**PROBLEM TO WORK ON:** How many of the lines below contain the string "background", with case counting? Give only the number.

══════════════════════════════

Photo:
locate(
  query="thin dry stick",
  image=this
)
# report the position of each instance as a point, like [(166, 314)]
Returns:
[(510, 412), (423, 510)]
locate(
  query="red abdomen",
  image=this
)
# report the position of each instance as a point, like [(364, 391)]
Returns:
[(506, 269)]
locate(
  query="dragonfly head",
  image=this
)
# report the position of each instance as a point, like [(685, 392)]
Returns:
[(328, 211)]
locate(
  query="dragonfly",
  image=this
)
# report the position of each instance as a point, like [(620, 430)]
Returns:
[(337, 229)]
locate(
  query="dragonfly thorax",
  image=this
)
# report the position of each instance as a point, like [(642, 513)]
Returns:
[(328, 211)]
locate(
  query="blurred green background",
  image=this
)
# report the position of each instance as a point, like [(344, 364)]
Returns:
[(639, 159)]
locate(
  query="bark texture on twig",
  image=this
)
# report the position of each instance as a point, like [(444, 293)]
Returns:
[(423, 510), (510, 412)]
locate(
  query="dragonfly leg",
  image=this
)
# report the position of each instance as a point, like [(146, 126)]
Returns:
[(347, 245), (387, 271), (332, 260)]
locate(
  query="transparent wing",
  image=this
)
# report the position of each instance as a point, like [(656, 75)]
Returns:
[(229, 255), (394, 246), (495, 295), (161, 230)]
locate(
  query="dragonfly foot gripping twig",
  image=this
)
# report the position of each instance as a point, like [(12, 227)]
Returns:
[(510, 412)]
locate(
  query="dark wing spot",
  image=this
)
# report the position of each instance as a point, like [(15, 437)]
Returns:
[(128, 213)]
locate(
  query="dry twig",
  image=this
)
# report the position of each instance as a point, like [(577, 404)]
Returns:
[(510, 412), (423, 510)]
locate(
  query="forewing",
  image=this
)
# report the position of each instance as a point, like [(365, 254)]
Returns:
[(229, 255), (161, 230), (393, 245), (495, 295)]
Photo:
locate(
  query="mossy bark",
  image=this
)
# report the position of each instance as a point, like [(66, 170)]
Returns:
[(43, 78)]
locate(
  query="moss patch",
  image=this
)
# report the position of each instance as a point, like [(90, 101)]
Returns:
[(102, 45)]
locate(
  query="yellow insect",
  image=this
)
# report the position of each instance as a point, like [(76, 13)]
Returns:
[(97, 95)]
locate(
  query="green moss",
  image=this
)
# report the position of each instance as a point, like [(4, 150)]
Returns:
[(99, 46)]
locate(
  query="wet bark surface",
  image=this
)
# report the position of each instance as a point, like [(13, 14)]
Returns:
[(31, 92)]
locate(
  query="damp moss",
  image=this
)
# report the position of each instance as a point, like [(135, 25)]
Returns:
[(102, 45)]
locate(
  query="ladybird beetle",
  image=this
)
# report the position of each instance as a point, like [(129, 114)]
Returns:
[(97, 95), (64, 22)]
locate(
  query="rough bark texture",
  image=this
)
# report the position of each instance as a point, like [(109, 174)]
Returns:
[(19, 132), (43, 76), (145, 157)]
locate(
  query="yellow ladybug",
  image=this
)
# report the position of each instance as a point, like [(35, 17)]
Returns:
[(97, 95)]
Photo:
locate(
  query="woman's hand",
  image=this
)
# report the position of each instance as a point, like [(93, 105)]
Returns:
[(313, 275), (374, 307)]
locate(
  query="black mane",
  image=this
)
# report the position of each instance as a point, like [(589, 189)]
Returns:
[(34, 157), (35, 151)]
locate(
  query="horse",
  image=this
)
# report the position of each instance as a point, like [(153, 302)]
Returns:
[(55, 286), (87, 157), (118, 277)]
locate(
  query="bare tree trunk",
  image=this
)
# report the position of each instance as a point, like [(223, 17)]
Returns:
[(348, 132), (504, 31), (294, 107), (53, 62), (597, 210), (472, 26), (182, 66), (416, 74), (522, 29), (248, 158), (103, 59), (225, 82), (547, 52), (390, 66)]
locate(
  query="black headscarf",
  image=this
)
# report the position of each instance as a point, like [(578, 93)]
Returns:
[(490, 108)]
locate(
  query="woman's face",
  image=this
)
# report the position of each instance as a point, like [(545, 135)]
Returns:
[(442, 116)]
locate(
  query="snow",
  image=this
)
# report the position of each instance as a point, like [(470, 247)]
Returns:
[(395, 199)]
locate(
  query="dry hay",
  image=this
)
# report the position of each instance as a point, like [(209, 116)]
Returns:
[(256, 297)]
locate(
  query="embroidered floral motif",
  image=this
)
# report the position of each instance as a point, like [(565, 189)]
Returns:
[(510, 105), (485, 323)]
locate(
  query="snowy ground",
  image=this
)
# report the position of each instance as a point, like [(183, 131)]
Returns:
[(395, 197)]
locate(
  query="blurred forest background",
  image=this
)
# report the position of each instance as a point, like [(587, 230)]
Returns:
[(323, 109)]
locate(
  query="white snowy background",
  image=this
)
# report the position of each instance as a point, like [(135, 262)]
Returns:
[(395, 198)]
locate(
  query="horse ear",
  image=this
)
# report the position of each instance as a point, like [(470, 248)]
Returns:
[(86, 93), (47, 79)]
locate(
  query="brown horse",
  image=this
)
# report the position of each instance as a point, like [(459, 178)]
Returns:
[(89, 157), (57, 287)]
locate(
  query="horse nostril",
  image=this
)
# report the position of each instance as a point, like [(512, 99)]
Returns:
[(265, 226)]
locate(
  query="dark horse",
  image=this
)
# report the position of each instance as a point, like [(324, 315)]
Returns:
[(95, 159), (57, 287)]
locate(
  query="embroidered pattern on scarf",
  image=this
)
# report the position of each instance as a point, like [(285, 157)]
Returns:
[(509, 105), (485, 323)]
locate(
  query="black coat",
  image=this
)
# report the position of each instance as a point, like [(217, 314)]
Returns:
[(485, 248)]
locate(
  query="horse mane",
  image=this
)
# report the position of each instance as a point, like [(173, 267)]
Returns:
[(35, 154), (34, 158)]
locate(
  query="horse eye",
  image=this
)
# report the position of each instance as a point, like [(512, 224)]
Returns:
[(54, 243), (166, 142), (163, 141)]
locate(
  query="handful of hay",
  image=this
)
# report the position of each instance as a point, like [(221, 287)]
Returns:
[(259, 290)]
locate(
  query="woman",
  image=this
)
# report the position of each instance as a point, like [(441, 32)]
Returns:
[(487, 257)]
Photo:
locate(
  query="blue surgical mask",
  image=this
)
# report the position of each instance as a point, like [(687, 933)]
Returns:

══════════════════════════════

**RESPONSE:** 3